I’m porting an application from OptiX 5.1.0 to OptiX 6.0.0 and running into stack overflow errors with setMaxTraceDepth. If I disable RTX and use the old setStackSize function, it works. When I enable RTX and use setMaxTraceDepth/setMaxCallableProgramDepth, I keep getting stack overflows. At the moment I’m debugging with a minimal test case that casts a single ray per thread, and then may cast a single shadow ray from the closest hit program (though code to iteratively cast more rays is still present). The code does not currently use callable programs.
I’ve tried numerous values from 0 to 31 for setMaxTraceDepth, and several combinations with setMaxCallableProgramDepth, but I keep getting stack overflow exceptions. If I use 32 for setMaxTraceDepth, I get the following error: “Encountered a rtcore error: m_exports->rtcPipelineCreate( context, pipelineOptions, compileOptions, modules, moduleCount, pipeline ) returned (1): Invalid value)”.
Looking at the usage report, I see the direct and continuation stack sizes for the various optix programs. I would think that the total stack size should be at least rayGenContinuationStack + closestHitContinuationStack * MaxTraceDepth. Which would make the total stack larger than my directly-specified non-RTX stack.

- **THE TASKS**
a) Answer these about the post on porting to OptiX 6.0.0:
(i) Which OptiX version is the application being ported from?
(ii) What setMaxTraceDepth value triggers the rtcore error?
(iii) Where does the writer find the direct and continuation stack sizes?
b) Extend the post about the OptiX 6.0.0 stack overflow, starting after its last sentence.

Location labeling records
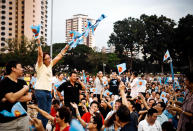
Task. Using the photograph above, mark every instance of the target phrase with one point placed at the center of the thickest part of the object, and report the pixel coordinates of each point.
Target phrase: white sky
(114, 10)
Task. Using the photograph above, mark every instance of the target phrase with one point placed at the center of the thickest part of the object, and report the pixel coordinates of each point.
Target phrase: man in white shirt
(150, 123)
(160, 107)
(98, 84)
(133, 85)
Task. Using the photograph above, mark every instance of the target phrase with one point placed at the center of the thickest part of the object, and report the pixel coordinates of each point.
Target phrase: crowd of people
(112, 102)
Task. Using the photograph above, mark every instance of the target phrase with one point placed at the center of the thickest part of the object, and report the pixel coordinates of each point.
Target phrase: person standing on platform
(43, 84)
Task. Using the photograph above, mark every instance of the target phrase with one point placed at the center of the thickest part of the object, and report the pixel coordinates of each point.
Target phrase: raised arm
(60, 55)
(123, 95)
(40, 54)
(13, 97)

- **TASK RESPONSES**
a)
(i) OptiX 5.1.0
(ii) 32
(iii) In the usage report

b)
Attempting to troubleshoot this has raised some questions:
1.) What conditions can generate a stack overflow exception? Is it only thrown when the program’s stack usage exceeds the allocated stack size, or could other conditions like requesting too much stack generate the exception?
2.) Are the various stack sizes computed from the optix programs used with the max trace depth to create a single total stack size which can be meaningfully compared with the legacy stack size?
3.) What does the rtcPipelineCreate error thrown when calling setMaxTraceDepth(32) signify?
4.) Does optix code running in RTX mode use the stack the same way code running in non-RTX mode does?
5.) Do you have any idea why the stack overflow exception keeps occurring regardless of the max trace depth? This code uses large ray payloads and requires a substantial stack, but it’s an iterative path tracer with no real recursion, and in non-RTX mode it stays within stack bounds and runs fine.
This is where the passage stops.